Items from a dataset
= = = = =
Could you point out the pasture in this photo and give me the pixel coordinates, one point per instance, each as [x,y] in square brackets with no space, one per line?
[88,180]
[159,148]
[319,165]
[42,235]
= = = = =
Reproduce the data in full. Nothing in it may be altered.

Could you point out the pasture in this photo and give me the pixel coordinates, one point per instance, each as [x,y] in square brackets with no space, one per line?
[88,180]
[159,148]
[319,165]
[42,235]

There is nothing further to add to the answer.